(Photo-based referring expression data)
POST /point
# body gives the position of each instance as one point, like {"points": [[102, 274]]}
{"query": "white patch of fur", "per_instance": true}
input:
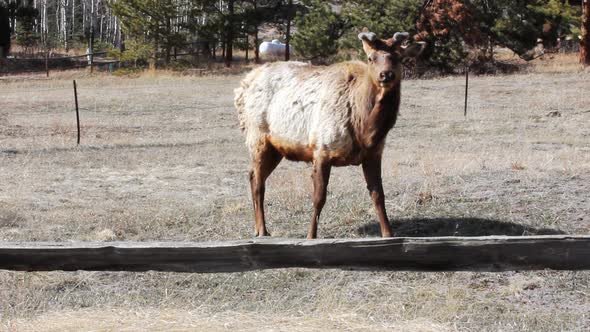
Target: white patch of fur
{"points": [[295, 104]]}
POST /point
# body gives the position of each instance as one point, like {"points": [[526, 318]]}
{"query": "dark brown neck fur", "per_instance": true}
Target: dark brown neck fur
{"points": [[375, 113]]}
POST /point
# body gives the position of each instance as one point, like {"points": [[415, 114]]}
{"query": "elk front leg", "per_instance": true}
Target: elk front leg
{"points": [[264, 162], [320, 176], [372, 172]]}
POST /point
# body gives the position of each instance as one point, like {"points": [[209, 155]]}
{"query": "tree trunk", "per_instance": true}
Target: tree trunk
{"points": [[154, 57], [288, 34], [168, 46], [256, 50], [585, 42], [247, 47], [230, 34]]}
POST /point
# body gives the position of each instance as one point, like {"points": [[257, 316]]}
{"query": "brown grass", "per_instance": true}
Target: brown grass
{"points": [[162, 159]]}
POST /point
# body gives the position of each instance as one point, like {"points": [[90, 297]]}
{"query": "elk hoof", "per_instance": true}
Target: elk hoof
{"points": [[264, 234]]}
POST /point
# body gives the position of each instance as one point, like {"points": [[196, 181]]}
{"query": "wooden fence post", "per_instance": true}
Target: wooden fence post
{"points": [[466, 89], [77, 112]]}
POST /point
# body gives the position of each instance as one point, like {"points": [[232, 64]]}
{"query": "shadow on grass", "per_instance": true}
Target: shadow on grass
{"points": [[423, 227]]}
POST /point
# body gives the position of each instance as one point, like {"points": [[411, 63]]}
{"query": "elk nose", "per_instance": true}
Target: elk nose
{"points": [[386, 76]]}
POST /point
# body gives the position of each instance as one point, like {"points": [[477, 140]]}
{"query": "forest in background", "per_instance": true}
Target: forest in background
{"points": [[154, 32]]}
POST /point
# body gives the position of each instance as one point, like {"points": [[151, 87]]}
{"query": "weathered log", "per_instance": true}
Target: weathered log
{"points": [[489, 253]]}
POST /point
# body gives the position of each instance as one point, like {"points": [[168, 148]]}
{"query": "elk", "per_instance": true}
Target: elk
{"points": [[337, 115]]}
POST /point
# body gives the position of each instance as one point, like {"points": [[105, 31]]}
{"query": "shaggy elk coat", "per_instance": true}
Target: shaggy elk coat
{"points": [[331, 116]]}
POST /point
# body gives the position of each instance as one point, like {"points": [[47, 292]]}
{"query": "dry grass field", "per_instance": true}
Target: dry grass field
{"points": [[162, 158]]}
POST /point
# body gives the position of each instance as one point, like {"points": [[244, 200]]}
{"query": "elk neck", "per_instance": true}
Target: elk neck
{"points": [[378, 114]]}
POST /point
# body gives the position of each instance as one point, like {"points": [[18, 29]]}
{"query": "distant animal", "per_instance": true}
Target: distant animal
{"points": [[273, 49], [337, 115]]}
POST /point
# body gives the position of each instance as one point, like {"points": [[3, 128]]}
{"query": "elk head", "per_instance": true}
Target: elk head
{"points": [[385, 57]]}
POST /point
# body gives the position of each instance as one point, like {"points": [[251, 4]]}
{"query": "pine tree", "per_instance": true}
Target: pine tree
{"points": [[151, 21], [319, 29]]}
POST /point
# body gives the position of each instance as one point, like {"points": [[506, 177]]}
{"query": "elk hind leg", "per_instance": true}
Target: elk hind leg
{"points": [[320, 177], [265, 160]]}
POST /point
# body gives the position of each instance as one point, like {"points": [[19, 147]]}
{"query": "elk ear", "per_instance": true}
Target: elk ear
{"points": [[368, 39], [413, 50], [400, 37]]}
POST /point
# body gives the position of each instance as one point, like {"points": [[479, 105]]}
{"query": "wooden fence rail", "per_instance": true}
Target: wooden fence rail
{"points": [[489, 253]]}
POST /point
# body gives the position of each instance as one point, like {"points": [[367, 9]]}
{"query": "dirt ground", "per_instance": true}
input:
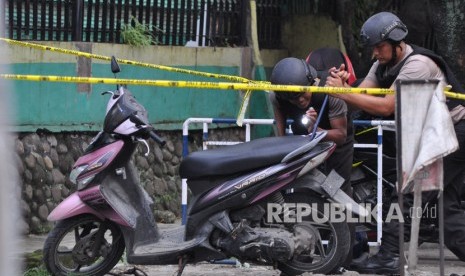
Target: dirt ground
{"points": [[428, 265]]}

- _Try it_
Copy the entries above faithfully and omit every image.

- _Result below_
POST /point
# body gives the position of each instance as one point, like {"points": [[102, 274]]}
{"query": "white patch of fur", "per_instance": true}
input:
Target: white patch of fur
{"points": [[295, 104]]}
POST /point
# body gives the position of each instance as one point, like {"points": [[526, 318]]}
{"query": "dark brown neck fur", "per_instance": true}
Target: dark brown neck fur
{"points": [[375, 113]]}
POST /point
# body gives the position of each instance as one point, like {"points": [[415, 114]]}
{"query": "elk front leg", "per_instance": true}
Target: elk front leg
{"points": [[264, 162], [320, 176], [372, 172]]}
POST /point
# body gives the position of each instance as one point, like {"points": [[209, 155]]}
{"query": "tree trunk", "per_instance": true}
Target: tree trunk
{"points": [[154, 57], [288, 34], [168, 46], [256, 50], [585, 42], [247, 47], [230, 34]]}
POST /point
# body gives the position of each instance as one point, like {"points": [[257, 316]]}
{"query": "brown grass", "per_instance": true}
Target: brown grass
{"points": [[162, 159]]}
POST /point
# body gives the position of each instance as one point, like {"points": [[90, 297]]}
{"query": "elk hoof", "per_instance": true}
Target: elk hoof
{"points": [[264, 234]]}
POST /point
# body gives the position of each instance as one point, like {"points": [[196, 181]]}
{"query": "wooden fence post", "per_instance": true}
Target: wooden fence post
{"points": [[466, 89], [77, 112]]}
POST /point
# body gives the position of each instance as one point, like {"points": [[232, 64]]}
{"query": "shadow on grass", "per_instance": true}
Target: shadow on grass
{"points": [[423, 227]]}
POST /point
# body gives the position of each instance as one point, like {"points": [[411, 63]]}
{"query": "elk nose", "per_instance": true}
Target: elk nose
{"points": [[386, 76]]}
POST /point
# body gives the position of each instance as one point, like {"points": [[477, 140]]}
{"query": "forest in background", "per_instance": true}
Target: forest in background
{"points": [[154, 32]]}
POST /point
# body gives the position of each instance as one point, like {"points": [[151, 87]]}
{"query": "weathered log", "per_instance": true}
Target: weathered log
{"points": [[489, 253]]}
POST /point
# body gives the position of each instance as one point, like {"points": [[168, 148]]}
{"query": "elk", "per_instance": true}
Target: elk
{"points": [[337, 115]]}
POST /point
# body gives the position of each instance as one point, like {"points": [[105, 31]]}
{"query": "shaggy elk coat", "per_instance": true}
Target: shaggy elk coat
{"points": [[331, 116]]}
POST /point
# body gives the position of each instance as one point, like {"points": [[47, 292]]}
{"query": "dry grass field", "per_instance": true}
Target: dry grass field
{"points": [[162, 158]]}
POST /point
# body gives the position of each instance as one point, like {"points": [[244, 200]]}
{"query": "elk neck", "per_instance": true}
Target: elk neck
{"points": [[378, 114]]}
POST /point
# body gives the position of each instance as one point, like {"points": [[18, 29]]}
{"query": "distant animal", "per_instance": true}
Target: distant animal
{"points": [[273, 49], [337, 115]]}
POST /point
# body gives the position of each instance as one point, like {"points": [[3, 128]]}
{"query": "elk head", "per_instance": true}
Target: elk head
{"points": [[385, 57]]}
POST /point
# body gives the position of each instance as one point, like {"points": [[251, 4]]}
{"query": "pine tree", "per_instance": true}
Target: pine tree
{"points": [[151, 21], [319, 29]]}
POST /point
# body gives the position of each instance as one point, like {"points": [[506, 177]]}
{"query": "elk hind leg", "per_instance": true}
Target: elk hind leg
{"points": [[320, 177], [265, 160]]}
POST /point
# body gives the position of each instance as one point, like {"points": [[19, 147]]}
{"query": "elk ear", "per_instance": true}
Target: elk ear
{"points": [[368, 39], [413, 50], [400, 37]]}
POST /point
# body gives the position of each instance as one point, like {"points": [[479, 105]]}
{"query": "wooden fence rail", "per_instance": true}
Target: wooden fence rail
{"points": [[489, 253]]}
POST /point
# body gives the position of each instance as one point, like {"points": [[367, 9]]}
{"query": "dirt ground", "per_instance": true}
input:
Target: dirt ground
{"points": [[428, 265]]}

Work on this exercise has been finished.